#### Provided records ####

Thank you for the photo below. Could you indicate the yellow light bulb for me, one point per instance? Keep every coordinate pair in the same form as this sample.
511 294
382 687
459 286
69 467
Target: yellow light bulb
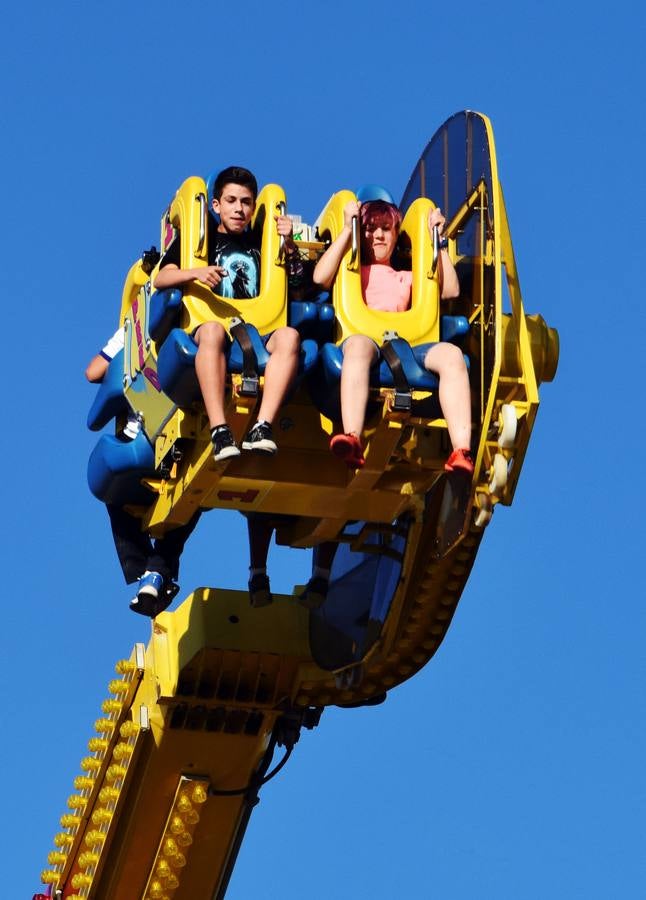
198 794
93 838
83 783
99 816
115 772
129 729
124 666
70 820
170 847
122 750
177 825
62 839
104 726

####

Exercise: Give back the material above word for word; no picture belongs in it.

Result:
Thank you for the photo below. Could you indicate the yellow light bulb for me, one point per instance? Keep every coordinate pair in the same form as this sample.
511 294
382 687
459 286
69 467
Target: yellow light bulb
198 794
93 838
83 783
99 816
115 772
129 729
124 666
70 820
170 847
122 750
177 825
62 839
104 726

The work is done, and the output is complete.